Position annotation records:
** BEGIN **
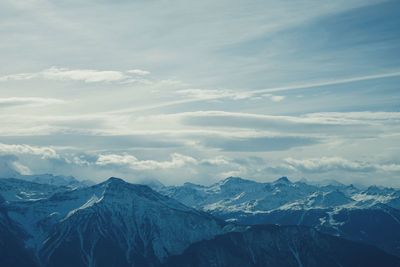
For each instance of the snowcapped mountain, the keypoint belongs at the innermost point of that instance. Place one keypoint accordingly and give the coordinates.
(369, 215)
(275, 246)
(50, 179)
(138, 225)
(20, 190)
(116, 223)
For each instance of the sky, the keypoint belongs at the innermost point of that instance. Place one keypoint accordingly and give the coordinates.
(196, 91)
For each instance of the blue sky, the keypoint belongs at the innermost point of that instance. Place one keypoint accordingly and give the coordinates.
(198, 91)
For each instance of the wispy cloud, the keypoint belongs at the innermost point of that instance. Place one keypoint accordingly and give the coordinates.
(21, 149)
(84, 75)
(177, 161)
(327, 164)
(28, 101)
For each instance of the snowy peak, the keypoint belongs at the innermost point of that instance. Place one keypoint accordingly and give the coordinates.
(282, 180)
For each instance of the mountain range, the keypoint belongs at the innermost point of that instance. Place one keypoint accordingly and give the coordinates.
(369, 215)
(116, 223)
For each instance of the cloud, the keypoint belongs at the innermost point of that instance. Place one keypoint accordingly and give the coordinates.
** END **
Objective
Repeat the listing in full and exactly. Leave any pictures out.

Task result
For each instance of the snowcapped mountain, the keypoint belongs at the innermost point of that instance. Place one keypoint accordingly and give the coordinates.
(369, 215)
(275, 246)
(50, 179)
(138, 225)
(20, 190)
(116, 223)
For each instance of the sky, the keypoint belongs at the innermost point of that instance. Place one keypoint accordingly and give the coordinates.
(196, 91)
For each instance of the blue sky, the keypoint belongs at the innermost point of that instance. Place one keypoint accordingly and give the coordinates.
(198, 91)
For each instance of the wispy cloud, the keypoint belongs at the innermost point of that instance. Place one keypoint accordingly and give the coordinates.
(21, 149)
(84, 75)
(177, 161)
(327, 164)
(28, 101)
For each instance of the snowy peak, the keypoint belongs at the innermost point of that instance. Place one keypoint accordingly and give the coordinates.
(282, 180)
For each instance of the mountain range, the keypoint belongs at the innermost point of that instance. Place one keypoint accordingly and give the coordinates.
(369, 215)
(116, 223)
For each instance of the cloud, the keypoint belongs at the innermost point of that instance. Place one keypoint accordingly and give the coordinates.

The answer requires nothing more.